▼
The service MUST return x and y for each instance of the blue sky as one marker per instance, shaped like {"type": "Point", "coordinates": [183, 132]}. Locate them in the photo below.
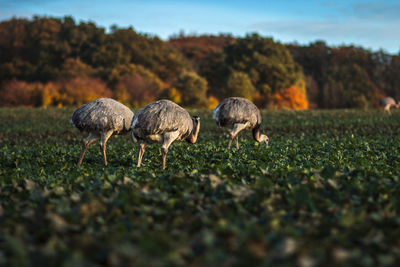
{"type": "Point", "coordinates": [368, 23]}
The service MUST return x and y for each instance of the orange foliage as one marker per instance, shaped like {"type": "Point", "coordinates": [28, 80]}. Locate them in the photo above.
{"type": "Point", "coordinates": [135, 90]}
{"type": "Point", "coordinates": [212, 102]}
{"type": "Point", "coordinates": [77, 91]}
{"type": "Point", "coordinates": [73, 92]}
{"type": "Point", "coordinates": [291, 98]}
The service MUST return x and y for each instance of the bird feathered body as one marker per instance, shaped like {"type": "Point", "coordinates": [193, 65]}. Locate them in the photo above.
{"type": "Point", "coordinates": [163, 122]}
{"type": "Point", "coordinates": [237, 110]}
{"type": "Point", "coordinates": [241, 114]}
{"type": "Point", "coordinates": [160, 117]}
{"type": "Point", "coordinates": [101, 118]}
{"type": "Point", "coordinates": [387, 101]}
{"type": "Point", "coordinates": [104, 114]}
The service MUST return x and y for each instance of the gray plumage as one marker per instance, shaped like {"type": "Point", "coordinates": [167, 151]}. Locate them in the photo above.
{"type": "Point", "coordinates": [163, 122]}
{"type": "Point", "coordinates": [387, 103]}
{"type": "Point", "coordinates": [242, 114]}
{"type": "Point", "coordinates": [102, 118]}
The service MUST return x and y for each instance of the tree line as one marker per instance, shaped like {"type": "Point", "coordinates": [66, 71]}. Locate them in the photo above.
{"type": "Point", "coordinates": [47, 61]}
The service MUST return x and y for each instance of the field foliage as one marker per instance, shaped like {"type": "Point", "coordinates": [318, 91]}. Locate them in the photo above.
{"type": "Point", "coordinates": [324, 192]}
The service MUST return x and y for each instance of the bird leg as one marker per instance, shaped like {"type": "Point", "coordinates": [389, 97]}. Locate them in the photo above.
{"type": "Point", "coordinates": [168, 139]}
{"type": "Point", "coordinates": [90, 139]}
{"type": "Point", "coordinates": [387, 109]}
{"type": "Point", "coordinates": [104, 138]}
{"type": "Point", "coordinates": [237, 142]}
{"type": "Point", "coordinates": [237, 127]}
{"type": "Point", "coordinates": [142, 148]}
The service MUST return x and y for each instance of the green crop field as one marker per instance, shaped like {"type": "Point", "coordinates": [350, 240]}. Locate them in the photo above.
{"type": "Point", "coordinates": [326, 191]}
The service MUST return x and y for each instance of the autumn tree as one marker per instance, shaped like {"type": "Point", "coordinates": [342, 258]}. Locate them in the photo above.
{"type": "Point", "coordinates": [239, 84]}
{"type": "Point", "coordinates": [290, 98]}
{"type": "Point", "coordinates": [193, 89]}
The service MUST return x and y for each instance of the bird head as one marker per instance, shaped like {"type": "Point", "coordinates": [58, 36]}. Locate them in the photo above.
{"type": "Point", "coordinates": [196, 119]}
{"type": "Point", "coordinates": [264, 138]}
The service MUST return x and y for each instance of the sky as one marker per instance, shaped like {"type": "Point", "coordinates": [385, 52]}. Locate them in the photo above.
{"type": "Point", "coordinates": [371, 24]}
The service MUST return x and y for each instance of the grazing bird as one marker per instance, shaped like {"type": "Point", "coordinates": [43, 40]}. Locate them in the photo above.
{"type": "Point", "coordinates": [163, 122]}
{"type": "Point", "coordinates": [387, 103]}
{"type": "Point", "coordinates": [101, 118]}
{"type": "Point", "coordinates": [241, 114]}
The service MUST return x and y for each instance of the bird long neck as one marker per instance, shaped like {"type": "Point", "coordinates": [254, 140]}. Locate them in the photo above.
{"type": "Point", "coordinates": [256, 133]}
{"type": "Point", "coordinates": [195, 132]}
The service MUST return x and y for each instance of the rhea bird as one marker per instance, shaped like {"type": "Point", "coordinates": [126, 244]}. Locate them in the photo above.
{"type": "Point", "coordinates": [242, 114]}
{"type": "Point", "coordinates": [387, 103]}
{"type": "Point", "coordinates": [101, 118]}
{"type": "Point", "coordinates": [163, 122]}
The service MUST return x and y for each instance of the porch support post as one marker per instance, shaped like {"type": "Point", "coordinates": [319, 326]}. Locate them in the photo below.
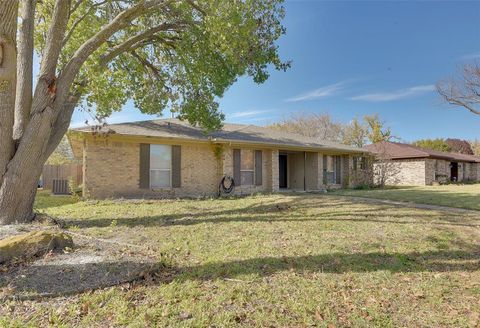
{"type": "Point", "coordinates": [304, 171]}
{"type": "Point", "coordinates": [274, 173]}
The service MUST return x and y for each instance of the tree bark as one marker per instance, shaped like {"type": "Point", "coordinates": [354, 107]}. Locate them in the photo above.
{"type": "Point", "coordinates": [8, 65]}
{"type": "Point", "coordinates": [23, 101]}
{"type": "Point", "coordinates": [40, 120]}
{"type": "Point", "coordinates": [18, 190]}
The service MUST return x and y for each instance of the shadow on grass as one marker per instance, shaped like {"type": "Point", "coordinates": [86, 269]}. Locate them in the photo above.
{"type": "Point", "coordinates": [290, 211]}
{"type": "Point", "coordinates": [61, 280]}
{"type": "Point", "coordinates": [339, 263]}
{"type": "Point", "coordinates": [440, 197]}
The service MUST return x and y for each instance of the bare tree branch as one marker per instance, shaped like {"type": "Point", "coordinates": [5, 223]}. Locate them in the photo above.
{"type": "Point", "coordinates": [463, 91]}
{"type": "Point", "coordinates": [80, 19]}
{"type": "Point", "coordinates": [81, 55]}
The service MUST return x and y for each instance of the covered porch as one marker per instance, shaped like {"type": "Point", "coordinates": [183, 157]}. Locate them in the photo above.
{"type": "Point", "coordinates": [312, 171]}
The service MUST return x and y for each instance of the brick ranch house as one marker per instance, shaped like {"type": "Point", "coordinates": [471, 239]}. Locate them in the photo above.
{"type": "Point", "coordinates": [411, 165]}
{"type": "Point", "coordinates": [170, 158]}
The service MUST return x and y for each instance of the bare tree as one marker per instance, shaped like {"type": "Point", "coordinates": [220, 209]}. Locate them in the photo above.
{"type": "Point", "coordinates": [313, 125]}
{"type": "Point", "coordinates": [463, 90]}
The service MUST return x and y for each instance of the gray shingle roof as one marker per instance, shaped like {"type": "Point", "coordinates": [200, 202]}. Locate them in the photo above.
{"type": "Point", "coordinates": [248, 134]}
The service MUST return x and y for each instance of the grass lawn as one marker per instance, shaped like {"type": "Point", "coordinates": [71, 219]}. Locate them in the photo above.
{"type": "Point", "coordinates": [461, 196]}
{"type": "Point", "coordinates": [275, 261]}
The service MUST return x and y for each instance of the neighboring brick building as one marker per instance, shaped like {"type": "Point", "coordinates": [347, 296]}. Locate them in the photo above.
{"type": "Point", "coordinates": [169, 158]}
{"type": "Point", "coordinates": [411, 165]}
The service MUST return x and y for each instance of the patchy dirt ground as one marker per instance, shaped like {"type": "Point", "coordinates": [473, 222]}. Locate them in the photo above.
{"type": "Point", "coordinates": [92, 264]}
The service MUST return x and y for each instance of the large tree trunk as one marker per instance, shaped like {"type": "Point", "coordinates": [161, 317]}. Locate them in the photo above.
{"type": "Point", "coordinates": [19, 187]}
{"type": "Point", "coordinates": [8, 66]}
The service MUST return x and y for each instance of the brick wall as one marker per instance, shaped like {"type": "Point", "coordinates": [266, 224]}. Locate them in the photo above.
{"type": "Point", "coordinates": [407, 172]}
{"type": "Point", "coordinates": [112, 169]}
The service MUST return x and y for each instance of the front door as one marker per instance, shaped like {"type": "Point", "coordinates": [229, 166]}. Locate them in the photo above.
{"type": "Point", "coordinates": [282, 171]}
{"type": "Point", "coordinates": [454, 171]}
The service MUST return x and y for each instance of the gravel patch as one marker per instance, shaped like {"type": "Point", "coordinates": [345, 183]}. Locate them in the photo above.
{"type": "Point", "coordinates": [92, 264]}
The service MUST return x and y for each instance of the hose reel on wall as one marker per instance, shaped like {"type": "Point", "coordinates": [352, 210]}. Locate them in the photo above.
{"type": "Point", "coordinates": [226, 185]}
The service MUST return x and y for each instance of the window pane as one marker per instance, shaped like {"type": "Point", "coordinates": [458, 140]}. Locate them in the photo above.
{"type": "Point", "coordinates": [160, 157]}
{"type": "Point", "coordinates": [247, 159]}
{"type": "Point", "coordinates": [246, 178]}
{"type": "Point", "coordinates": [159, 179]}
{"type": "Point", "coordinates": [330, 164]}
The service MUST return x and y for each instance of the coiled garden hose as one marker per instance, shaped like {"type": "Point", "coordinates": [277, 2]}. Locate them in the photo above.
{"type": "Point", "coordinates": [226, 186]}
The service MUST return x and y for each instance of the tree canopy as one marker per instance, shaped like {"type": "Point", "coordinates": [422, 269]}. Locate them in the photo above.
{"type": "Point", "coordinates": [180, 55]}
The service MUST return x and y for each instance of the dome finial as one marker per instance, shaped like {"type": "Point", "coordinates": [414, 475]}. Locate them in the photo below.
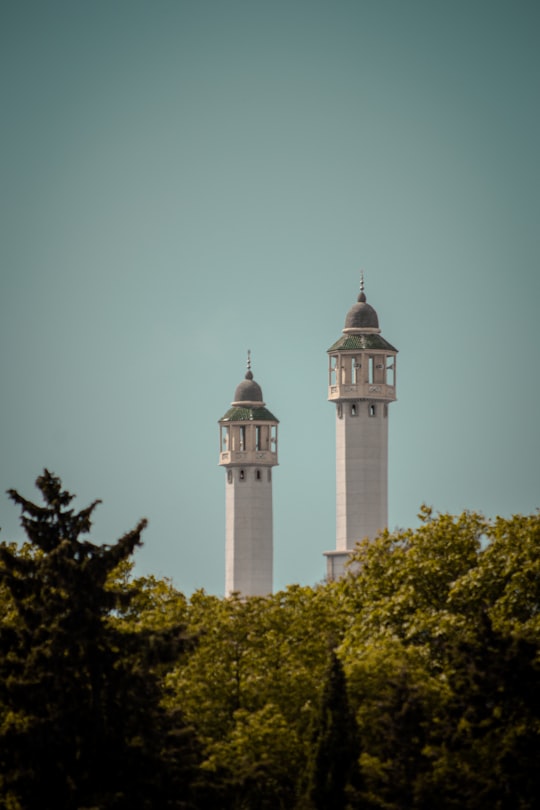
▲
Assignment> Write the lines from the one containing "of the window" through the end of the data above exactly as they appear, and do not carry over any picture.

Problem solution>
The service MUST return x and y for each instance of the window pane as one marker per instance, shaped like {"type": "Point", "coordinates": [458, 140]}. Locate them in the photo above.
{"type": "Point", "coordinates": [160, 157]}
{"type": "Point", "coordinates": [247, 159]}
{"type": "Point", "coordinates": [246, 178]}
{"type": "Point", "coordinates": [159, 179]}
{"type": "Point", "coordinates": [330, 164]}
The service MUST return x and y for each instance of the coiled garden hose as one marker per instance, shaped like {"type": "Point", "coordinates": [277, 2]}. Locate them in the photo above.
{"type": "Point", "coordinates": [226, 186]}
The service MUST return x and y for each instance of the tree canopy as one marker per instance, shaped like {"type": "Point", "coordinates": [422, 269]}. Locate them in the photo above.
{"type": "Point", "coordinates": [180, 55]}
The service MUST return x and y for each instance of the dome finial as one marker per instance, shaped like {"type": "Point", "coordinates": [414, 475]}. Locate them in the photo below.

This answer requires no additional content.